* _EXCERPT TO READ_:
---*---

Refine product review prompt flow

2026-03-17 13:25:12 -04:00
parent 7b8141cd42
commit d39497c298
3 changed files with 288 additions and 53 deletions
--- a/pm/tasks.org
+++ b/pm/tasks.org
@@ -371,29 +371,52 @@
 Clearly show current state separate from proposed future state.
 ** acceptance criteria
 1. Display position in review queue, e.g., (1/22)
-2. Add short help text header to the review item explaining that the action resolves the current observed product group
-3. color-code outputs based on info, prompt/menu, warning
+2. Display compact header with observed_product under review, queue position, and canonical decision, e.g.: "Resolve [n] observed product group [name]  and associated items to canonical_name [name]? (\n [n] matched items)"
+3. color-code outputs based on info, input/prompt, warning/error
   1. color action menu/requests for input differently from display text; do not color individual options separately
+   2. "no canonical_name suggestions found" is informational, not a warning/error.
 4. update action menu `[x]exclude` to `e[x]clude`
 5. on each review item, display a list of all matched items to be linked, sorted by descending date:
   1. YYYY-mm-dd, price, raw item name, normalized item name, upc, retailer
   2. image URL, if exists
+   3. Sample:
 6. on each review item, suggest (but do not auto-apply) up to 3 likely existing canonicals using determinstic rules, e.g:
   1. exact normalized name match
   2. prefix/contains match on canonical name
   3. exact UPC
- reinforce project terminology such as raw_name, observed_name, canonical_name
-  
+7. Sample Entry:
+#+begin_comment
+Review 7/22: Resolve observed_product MIXED PEPPER to canonical_name [__]?

---*---

* _WHAT THE TASK ASKS_: Resume the commit diff on refining the product review prompt flow from the point where it stops. The rows come from a separate source and have no connection to the commit diff.

---*---

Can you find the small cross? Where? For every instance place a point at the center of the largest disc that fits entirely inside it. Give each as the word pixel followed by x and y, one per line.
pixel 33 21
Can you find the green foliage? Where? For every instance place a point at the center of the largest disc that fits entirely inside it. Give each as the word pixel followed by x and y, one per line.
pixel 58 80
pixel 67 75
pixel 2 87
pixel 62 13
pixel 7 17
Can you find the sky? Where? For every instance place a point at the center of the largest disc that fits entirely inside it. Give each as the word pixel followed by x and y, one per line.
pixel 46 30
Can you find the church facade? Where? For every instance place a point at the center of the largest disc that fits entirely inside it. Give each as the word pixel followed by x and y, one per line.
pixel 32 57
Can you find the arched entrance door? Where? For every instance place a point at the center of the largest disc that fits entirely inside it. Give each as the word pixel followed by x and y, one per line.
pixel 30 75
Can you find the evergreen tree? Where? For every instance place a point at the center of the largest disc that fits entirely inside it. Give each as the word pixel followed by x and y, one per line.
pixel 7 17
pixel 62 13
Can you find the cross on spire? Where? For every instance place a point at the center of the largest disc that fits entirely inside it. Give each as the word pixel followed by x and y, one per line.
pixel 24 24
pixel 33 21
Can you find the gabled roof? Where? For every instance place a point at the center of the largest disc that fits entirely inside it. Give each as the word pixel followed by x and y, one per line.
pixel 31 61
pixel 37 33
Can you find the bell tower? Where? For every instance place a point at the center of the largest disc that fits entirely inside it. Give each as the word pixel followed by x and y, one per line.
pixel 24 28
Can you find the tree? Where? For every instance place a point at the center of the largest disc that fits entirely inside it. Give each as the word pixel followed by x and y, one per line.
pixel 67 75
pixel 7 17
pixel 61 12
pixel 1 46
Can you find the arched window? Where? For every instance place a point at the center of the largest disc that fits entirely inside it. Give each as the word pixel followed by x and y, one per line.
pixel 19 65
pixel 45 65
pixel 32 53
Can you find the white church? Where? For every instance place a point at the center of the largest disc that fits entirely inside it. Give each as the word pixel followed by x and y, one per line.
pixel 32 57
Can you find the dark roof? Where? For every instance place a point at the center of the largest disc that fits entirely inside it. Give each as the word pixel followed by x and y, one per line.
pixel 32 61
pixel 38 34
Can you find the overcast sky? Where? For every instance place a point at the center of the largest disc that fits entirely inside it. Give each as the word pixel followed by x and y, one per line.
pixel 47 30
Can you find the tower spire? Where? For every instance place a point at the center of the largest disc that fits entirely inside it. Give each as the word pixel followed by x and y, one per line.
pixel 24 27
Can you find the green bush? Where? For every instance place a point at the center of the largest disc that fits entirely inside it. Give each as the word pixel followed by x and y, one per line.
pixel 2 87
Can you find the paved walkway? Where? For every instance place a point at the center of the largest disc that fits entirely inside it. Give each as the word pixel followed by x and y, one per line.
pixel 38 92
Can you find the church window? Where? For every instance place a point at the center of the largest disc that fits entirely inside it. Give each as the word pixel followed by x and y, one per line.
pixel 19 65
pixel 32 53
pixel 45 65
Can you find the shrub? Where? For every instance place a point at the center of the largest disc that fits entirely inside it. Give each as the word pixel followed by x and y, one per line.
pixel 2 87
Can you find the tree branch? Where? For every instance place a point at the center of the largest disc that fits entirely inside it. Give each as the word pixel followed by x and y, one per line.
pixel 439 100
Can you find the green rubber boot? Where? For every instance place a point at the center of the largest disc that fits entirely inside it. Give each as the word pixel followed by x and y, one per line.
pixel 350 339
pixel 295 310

---*---

* _RESULT OF THIS TASK_:
+2 matched items:
+ [1] 2026-03-12 | 7.49 | MIXED PEPPER 6-PACK | MIXED PEPPER | [upc] | costco | [img_url]
+ [2] [YYYY-mm-dd] | [price] | [raw_name] | [observed_name] | [upc] | [retailer] | [img_url]
+2 canonical suggestions found:
+ [1] BELL PEPPERS, PRODUCE
+ [2] PEPPER, SPICES
+- reinforce project terminology such as raw_name, observed_name, canonical_name   
+#+end_comment
+8. When link is selected, users should be able to select the number of the item in the list, e.g.:
+#+begin_comment
+Select the canonical_name to associate [n] items with:
+  [1] GRB GRADU PCH PUF1. | gcan_01b0d623aa02
+  [2] BTB CHICKEN         | gcan_0201f0feb749
+  [3] LIME                | gcan_02074d9e7359
+#+end_comment
+9. Add confirmation to link selection with instructions, "[n] [observed_name] and future observed_name matches will be associated with [canonical_name], is this ok?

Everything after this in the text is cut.